From the line with "dryer door in" down to the final line of the material below, quote every line exactly and leave out all lines before it.
──────── Data to process ────────
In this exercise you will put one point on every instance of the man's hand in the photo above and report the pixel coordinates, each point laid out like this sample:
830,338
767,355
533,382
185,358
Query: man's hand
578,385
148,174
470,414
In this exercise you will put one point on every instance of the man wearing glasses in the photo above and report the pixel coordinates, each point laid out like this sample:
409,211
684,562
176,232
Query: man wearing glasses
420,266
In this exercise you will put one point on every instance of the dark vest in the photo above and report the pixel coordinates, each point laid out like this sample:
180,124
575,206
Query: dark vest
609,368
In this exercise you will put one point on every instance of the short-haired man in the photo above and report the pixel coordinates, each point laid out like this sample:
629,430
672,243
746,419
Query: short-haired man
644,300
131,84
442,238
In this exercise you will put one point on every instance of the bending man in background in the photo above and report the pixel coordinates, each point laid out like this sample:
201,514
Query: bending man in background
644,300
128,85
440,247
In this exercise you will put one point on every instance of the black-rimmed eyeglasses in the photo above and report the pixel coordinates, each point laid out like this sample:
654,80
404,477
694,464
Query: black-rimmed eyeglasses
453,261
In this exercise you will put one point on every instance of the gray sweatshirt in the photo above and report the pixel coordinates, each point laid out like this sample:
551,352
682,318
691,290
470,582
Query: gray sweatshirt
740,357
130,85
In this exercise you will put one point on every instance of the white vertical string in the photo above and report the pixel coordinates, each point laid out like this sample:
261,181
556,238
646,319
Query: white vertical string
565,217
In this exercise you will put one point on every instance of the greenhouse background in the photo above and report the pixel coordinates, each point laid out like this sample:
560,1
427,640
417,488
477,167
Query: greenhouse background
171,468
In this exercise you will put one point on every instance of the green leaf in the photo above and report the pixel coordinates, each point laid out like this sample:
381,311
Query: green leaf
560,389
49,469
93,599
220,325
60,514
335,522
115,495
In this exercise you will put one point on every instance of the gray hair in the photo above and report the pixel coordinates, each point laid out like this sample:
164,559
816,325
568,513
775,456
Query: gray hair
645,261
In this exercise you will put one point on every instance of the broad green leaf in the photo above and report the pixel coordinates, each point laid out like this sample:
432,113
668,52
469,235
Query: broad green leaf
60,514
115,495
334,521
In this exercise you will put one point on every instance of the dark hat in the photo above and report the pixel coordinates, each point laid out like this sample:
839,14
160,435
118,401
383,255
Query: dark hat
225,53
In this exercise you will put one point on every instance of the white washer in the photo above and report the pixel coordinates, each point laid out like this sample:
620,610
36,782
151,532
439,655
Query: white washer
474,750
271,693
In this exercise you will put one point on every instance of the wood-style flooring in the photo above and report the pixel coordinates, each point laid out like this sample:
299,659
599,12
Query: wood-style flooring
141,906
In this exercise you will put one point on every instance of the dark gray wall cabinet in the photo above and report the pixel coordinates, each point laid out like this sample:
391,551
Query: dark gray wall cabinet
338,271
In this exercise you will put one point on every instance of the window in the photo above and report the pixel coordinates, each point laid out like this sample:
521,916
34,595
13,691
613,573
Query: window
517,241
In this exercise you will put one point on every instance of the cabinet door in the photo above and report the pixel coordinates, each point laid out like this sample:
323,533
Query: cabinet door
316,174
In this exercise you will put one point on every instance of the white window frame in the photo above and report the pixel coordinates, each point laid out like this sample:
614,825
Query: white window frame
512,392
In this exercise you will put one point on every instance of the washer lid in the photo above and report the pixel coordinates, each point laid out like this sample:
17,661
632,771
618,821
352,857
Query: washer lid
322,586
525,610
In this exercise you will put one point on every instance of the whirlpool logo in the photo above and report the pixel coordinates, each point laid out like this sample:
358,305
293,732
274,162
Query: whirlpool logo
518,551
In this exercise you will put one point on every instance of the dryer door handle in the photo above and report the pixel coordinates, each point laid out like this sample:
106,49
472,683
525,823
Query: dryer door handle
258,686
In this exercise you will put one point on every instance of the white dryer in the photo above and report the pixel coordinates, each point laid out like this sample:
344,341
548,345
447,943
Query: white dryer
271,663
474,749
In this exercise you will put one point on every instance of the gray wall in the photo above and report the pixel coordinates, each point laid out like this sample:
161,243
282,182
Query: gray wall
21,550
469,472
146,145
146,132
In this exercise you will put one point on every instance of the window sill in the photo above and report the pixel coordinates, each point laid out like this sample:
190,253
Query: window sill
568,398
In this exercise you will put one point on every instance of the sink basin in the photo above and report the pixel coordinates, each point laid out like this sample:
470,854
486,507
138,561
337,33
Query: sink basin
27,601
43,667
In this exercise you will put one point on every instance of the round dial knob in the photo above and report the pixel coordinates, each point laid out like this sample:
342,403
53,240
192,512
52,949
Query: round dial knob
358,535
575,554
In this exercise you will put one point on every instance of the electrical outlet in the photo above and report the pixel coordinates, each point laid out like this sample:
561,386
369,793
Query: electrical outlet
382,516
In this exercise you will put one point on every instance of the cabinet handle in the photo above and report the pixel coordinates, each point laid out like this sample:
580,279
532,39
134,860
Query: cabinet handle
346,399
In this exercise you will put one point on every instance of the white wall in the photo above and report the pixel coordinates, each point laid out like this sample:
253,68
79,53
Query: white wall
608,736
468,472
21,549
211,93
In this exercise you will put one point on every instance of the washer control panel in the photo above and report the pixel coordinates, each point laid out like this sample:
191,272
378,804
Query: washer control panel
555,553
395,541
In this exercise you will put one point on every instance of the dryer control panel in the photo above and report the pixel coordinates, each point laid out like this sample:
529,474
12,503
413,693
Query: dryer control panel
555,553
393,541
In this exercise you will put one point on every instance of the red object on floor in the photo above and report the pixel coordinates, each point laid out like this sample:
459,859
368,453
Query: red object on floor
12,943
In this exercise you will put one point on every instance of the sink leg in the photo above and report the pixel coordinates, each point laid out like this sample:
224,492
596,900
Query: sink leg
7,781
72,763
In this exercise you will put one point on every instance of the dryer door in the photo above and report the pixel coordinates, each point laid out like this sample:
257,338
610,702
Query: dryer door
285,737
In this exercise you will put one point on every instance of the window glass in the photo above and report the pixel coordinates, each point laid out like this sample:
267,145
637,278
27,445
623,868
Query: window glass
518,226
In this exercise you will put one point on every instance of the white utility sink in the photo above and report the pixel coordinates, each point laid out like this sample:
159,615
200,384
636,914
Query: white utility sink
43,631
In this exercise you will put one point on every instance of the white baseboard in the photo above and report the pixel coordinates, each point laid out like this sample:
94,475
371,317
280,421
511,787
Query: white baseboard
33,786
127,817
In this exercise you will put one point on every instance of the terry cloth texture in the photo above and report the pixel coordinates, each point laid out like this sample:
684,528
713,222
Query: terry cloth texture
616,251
────────
**Output of the exercise**
In this exercise you will put one point on every instance of the dryer door in the photo above and report the pixel coordinates, each point laid out like this sample:
257,338
610,702
Query: dryer door
285,737
In this exercise you will put one point on every instance of the window glass in the photo above and report the pixel coordinates, each point laid out like this sample:
267,145
637,278
27,445
623,868
Query: window glass
518,226
In this exercise you will put one point on every instance of the white utility sink in the photo above and report the pixel coordinates, each point laid out like this sample:
159,615
200,384
636,914
Query: white utility sink
43,631
In this exercise you will put one point on every instance of the white baseboard in the photo above and report the pixel coordinates, each point laid out like this sample:
94,475
371,317
280,421
511,787
Query: white baseboard
33,786
127,817
In this exercise you will put one point on every instance of the terry cloth texture in the photo above and report the pixel coordinates, each point laid out like this sample:
684,528
713,222
Query: terry cloth texture
616,251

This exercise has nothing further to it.